## Stated goal:
Please repeat the data from its start through the line containing "[[8,72],[7,71],[5,71],[5,70],[0,70],[0,74],[8,74]]", both ends included, with the requests, and shift every coordinate in the answers by adding -106 to it. Leave the pictures out of your answer.

--- Excerpted records ---

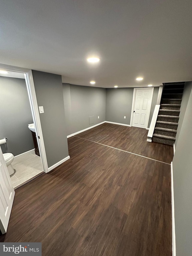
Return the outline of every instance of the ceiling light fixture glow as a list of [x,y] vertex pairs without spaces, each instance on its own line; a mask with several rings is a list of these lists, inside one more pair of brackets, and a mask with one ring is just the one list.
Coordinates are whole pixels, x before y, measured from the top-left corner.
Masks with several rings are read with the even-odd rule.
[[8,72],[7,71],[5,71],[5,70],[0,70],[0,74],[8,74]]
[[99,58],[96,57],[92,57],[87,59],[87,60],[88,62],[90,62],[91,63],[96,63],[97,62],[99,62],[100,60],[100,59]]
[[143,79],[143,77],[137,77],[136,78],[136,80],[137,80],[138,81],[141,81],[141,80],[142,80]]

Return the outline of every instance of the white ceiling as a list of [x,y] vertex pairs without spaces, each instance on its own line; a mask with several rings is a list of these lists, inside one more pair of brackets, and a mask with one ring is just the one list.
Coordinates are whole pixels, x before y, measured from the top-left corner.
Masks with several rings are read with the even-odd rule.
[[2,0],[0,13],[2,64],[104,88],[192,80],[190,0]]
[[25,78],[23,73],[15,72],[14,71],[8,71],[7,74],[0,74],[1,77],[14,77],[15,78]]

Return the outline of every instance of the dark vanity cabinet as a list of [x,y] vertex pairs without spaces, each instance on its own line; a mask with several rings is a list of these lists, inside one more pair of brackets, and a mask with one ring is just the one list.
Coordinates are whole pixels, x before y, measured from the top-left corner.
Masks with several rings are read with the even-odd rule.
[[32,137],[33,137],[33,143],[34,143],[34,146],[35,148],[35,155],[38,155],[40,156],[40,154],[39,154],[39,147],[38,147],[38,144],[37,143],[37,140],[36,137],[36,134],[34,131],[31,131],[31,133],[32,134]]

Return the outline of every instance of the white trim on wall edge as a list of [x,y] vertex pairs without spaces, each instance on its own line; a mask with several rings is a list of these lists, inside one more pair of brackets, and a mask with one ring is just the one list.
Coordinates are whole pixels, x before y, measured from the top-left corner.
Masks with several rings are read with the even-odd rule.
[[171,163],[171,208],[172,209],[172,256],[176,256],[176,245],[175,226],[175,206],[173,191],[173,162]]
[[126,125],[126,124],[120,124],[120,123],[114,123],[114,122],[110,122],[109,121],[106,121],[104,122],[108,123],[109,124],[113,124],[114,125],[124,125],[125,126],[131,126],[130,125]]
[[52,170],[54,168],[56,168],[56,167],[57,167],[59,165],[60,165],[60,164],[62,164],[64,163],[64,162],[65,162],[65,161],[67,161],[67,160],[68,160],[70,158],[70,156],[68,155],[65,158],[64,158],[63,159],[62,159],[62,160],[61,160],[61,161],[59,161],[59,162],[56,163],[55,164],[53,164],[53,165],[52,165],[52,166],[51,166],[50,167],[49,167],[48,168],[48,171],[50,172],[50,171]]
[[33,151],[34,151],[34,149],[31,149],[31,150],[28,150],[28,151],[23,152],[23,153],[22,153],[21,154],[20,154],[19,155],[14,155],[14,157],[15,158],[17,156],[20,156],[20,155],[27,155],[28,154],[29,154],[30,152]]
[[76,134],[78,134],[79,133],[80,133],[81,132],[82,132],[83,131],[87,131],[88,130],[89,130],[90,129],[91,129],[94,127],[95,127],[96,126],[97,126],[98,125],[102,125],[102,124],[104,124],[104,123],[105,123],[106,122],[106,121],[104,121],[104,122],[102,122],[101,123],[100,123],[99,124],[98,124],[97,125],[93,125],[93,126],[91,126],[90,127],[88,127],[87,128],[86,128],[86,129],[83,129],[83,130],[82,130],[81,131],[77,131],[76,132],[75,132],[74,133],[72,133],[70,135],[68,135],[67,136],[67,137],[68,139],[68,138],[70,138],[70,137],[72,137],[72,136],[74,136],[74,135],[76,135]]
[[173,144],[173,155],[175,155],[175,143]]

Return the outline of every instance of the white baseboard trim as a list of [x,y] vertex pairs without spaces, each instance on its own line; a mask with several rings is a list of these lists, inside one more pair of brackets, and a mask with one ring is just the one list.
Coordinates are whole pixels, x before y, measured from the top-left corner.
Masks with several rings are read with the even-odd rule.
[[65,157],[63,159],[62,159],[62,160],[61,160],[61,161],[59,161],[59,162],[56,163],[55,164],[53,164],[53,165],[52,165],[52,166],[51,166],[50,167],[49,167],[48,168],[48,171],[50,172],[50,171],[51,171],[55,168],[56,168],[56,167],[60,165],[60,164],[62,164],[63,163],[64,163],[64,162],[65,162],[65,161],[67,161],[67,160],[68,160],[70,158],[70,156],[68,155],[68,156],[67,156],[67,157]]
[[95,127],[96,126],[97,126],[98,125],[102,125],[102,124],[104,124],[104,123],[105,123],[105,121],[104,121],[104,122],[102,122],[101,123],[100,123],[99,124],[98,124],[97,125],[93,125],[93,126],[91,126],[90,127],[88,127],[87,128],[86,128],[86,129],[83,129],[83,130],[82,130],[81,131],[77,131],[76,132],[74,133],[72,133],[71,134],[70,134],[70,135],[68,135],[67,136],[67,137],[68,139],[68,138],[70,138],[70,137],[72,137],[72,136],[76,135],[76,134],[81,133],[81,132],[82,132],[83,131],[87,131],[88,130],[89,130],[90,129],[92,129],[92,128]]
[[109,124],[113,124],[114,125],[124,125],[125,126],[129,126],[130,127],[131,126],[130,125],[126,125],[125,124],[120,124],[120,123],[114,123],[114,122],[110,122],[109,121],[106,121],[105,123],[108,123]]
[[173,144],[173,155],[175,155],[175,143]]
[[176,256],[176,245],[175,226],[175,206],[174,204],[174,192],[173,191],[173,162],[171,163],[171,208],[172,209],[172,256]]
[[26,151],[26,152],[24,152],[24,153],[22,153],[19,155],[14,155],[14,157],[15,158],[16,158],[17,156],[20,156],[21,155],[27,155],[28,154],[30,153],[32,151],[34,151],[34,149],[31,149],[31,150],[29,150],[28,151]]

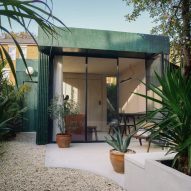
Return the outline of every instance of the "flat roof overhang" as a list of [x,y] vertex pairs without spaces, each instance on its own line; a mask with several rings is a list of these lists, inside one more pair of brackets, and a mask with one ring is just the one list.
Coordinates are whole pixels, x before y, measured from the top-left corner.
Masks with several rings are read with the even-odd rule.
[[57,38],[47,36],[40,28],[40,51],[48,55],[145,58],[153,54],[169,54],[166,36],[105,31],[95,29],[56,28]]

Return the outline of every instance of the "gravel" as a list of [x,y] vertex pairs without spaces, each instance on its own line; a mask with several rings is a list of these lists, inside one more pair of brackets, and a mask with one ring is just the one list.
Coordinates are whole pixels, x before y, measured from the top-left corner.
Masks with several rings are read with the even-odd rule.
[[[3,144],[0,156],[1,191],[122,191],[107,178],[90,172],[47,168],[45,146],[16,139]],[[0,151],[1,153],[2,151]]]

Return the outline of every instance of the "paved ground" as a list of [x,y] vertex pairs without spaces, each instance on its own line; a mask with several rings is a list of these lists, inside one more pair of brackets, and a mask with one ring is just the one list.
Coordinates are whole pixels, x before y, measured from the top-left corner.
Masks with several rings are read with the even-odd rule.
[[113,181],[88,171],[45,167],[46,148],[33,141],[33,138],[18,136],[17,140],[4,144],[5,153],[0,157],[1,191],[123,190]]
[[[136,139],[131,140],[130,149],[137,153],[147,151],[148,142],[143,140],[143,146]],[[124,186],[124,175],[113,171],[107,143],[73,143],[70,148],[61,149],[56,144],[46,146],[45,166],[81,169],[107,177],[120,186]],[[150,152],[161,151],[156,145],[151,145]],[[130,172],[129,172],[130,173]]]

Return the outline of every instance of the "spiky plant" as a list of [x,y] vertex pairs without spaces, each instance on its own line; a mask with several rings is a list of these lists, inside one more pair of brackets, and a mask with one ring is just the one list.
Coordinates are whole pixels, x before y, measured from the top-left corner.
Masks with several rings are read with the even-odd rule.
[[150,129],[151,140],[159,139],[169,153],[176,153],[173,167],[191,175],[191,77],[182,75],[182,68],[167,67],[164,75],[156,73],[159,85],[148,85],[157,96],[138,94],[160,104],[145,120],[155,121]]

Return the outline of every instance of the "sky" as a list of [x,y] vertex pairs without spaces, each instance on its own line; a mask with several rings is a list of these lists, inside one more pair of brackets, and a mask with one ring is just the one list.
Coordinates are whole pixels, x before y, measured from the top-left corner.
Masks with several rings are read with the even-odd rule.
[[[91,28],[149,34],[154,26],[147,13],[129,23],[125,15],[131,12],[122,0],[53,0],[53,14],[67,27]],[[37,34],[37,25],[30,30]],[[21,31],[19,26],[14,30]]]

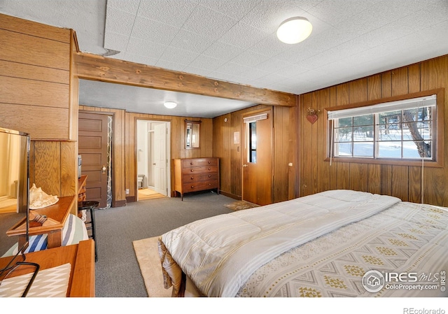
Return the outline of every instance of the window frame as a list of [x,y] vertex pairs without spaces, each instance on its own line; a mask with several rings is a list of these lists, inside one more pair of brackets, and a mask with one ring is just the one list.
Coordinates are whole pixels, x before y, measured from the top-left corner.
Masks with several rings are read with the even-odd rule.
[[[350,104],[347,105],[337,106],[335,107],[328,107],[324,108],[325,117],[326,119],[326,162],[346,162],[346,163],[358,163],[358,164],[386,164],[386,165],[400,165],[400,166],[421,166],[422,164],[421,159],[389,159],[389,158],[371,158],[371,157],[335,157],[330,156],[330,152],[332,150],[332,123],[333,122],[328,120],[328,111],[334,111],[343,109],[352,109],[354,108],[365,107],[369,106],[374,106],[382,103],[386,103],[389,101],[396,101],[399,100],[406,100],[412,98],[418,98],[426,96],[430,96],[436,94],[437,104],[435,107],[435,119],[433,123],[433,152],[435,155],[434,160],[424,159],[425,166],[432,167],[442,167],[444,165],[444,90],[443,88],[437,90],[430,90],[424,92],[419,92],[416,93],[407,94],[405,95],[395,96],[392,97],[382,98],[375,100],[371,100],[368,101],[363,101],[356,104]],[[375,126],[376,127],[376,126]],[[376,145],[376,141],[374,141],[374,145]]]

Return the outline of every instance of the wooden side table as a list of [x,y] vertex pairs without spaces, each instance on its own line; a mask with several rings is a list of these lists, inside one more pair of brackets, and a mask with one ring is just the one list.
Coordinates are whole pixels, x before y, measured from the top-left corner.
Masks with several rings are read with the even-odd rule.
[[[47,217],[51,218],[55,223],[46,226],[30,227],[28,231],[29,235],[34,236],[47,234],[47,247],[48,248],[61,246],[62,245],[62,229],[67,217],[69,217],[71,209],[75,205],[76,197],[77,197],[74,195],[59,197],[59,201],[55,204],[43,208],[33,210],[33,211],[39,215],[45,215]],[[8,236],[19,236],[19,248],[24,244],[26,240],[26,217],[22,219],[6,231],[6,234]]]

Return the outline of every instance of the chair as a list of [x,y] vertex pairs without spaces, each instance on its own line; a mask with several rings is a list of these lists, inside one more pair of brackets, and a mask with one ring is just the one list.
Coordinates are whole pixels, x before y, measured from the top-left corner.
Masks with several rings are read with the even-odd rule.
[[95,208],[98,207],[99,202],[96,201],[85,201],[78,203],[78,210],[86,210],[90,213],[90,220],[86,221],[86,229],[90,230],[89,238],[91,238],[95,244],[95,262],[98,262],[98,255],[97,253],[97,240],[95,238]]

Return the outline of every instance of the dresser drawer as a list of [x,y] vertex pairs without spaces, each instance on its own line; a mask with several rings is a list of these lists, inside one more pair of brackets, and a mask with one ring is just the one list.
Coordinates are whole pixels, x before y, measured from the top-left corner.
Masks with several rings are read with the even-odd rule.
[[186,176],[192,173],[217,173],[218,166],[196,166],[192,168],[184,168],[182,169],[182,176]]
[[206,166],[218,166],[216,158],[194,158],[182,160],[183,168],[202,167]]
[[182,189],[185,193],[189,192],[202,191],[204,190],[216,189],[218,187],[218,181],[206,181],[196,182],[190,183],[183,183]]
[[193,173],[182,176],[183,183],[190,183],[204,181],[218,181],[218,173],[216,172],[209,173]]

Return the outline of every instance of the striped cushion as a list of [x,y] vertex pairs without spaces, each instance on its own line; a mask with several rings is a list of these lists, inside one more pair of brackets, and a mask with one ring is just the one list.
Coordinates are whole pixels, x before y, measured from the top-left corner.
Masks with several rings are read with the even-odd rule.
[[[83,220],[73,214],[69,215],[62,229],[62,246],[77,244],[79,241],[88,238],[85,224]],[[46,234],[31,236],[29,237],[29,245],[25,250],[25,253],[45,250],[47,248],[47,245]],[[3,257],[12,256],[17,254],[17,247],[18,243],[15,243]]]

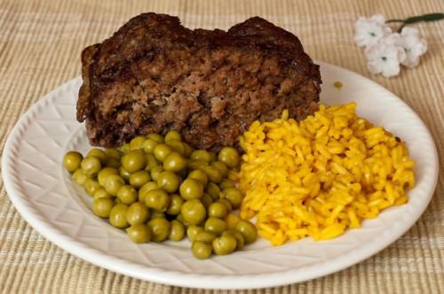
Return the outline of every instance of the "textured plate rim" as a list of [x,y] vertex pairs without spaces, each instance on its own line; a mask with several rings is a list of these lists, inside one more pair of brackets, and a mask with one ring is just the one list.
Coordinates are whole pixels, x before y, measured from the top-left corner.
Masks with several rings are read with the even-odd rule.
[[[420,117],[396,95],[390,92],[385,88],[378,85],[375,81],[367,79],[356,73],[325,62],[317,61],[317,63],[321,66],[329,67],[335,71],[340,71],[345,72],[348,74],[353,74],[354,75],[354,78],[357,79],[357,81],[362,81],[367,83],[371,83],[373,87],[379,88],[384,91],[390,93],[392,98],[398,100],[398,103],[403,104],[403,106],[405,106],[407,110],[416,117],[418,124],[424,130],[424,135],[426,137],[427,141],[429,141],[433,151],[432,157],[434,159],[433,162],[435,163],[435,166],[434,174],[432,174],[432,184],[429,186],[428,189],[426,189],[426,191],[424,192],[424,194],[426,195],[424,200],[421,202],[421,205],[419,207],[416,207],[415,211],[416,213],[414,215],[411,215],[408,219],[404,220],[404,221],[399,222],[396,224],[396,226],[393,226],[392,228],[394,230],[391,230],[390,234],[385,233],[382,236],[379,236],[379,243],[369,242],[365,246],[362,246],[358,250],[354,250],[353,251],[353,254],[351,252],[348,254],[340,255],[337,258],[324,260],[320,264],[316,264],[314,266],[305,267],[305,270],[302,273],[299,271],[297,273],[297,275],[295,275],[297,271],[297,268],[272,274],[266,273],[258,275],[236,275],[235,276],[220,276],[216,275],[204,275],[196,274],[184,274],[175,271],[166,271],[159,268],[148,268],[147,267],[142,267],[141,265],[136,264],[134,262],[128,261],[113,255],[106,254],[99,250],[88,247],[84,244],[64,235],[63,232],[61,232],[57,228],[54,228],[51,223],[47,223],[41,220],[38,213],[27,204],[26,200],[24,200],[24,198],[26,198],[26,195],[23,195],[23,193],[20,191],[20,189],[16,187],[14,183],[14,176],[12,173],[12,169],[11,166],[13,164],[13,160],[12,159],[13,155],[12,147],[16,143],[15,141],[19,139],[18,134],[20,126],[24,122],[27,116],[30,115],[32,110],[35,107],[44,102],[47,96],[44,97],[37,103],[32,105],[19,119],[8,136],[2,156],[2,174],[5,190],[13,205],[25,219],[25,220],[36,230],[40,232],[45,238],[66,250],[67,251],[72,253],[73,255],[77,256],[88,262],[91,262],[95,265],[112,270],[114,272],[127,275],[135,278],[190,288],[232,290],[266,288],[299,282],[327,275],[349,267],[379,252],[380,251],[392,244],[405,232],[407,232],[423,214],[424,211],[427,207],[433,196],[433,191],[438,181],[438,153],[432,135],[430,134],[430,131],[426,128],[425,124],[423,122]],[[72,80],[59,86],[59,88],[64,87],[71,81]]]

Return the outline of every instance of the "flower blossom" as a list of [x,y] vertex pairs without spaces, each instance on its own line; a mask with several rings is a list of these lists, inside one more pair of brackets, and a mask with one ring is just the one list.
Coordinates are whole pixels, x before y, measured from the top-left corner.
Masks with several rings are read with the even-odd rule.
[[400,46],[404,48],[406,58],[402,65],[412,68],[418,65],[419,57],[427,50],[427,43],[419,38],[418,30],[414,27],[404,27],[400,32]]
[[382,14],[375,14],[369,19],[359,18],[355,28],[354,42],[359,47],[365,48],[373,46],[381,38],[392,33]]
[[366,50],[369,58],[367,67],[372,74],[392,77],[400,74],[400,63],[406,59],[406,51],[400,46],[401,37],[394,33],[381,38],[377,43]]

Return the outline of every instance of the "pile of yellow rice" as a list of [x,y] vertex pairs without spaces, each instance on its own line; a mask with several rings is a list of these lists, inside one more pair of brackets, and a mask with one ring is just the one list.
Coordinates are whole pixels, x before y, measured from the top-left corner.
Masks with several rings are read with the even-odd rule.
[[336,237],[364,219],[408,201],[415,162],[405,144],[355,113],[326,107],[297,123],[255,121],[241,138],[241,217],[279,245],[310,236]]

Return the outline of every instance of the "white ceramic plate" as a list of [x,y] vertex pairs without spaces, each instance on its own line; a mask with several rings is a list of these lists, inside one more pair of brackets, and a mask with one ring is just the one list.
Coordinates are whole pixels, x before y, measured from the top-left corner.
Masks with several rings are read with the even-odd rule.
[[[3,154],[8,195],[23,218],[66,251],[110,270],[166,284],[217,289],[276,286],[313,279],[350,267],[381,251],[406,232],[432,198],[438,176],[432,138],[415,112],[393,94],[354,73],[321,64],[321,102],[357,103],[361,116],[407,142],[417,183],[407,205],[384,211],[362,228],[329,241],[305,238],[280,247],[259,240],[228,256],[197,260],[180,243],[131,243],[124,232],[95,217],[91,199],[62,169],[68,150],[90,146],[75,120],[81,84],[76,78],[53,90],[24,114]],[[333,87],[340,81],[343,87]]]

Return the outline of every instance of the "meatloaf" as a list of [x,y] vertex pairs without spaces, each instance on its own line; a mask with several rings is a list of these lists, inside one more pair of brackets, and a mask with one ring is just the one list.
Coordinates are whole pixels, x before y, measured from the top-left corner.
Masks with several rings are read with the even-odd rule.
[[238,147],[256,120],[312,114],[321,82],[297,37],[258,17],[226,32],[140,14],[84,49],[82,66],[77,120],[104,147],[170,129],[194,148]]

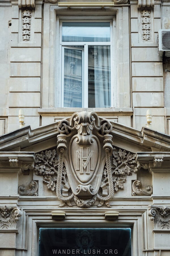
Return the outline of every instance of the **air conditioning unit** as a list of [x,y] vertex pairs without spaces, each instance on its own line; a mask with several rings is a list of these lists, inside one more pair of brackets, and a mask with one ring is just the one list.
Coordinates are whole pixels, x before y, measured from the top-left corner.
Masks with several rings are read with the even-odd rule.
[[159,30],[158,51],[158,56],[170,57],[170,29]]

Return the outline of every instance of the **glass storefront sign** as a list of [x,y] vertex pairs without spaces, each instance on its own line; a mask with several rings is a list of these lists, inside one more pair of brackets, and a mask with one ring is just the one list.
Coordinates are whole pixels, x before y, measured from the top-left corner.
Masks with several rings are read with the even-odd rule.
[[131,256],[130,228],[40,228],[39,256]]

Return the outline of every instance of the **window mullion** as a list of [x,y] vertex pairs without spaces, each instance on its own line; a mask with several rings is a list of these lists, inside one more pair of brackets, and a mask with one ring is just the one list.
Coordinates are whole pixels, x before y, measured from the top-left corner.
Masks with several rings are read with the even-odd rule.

---

## Reply:
Return the outline of every instance of the ceiling light fixture glow as a list of [x,y] vertex pairs without spaces, each instance on its own line; a mask with several rings is a list of these lists, inside one more pair of brackets, and a mask with one ring is just the one list.
Coordinates are whole pixels, x before y, measured from the top-left corner.
Masks with several rings are read with the even-odd rule.
[[-98,-34],[-99,-35],[-101,-35],[-101,-36],[-106,-36],[-106,-32],[-98,-32]]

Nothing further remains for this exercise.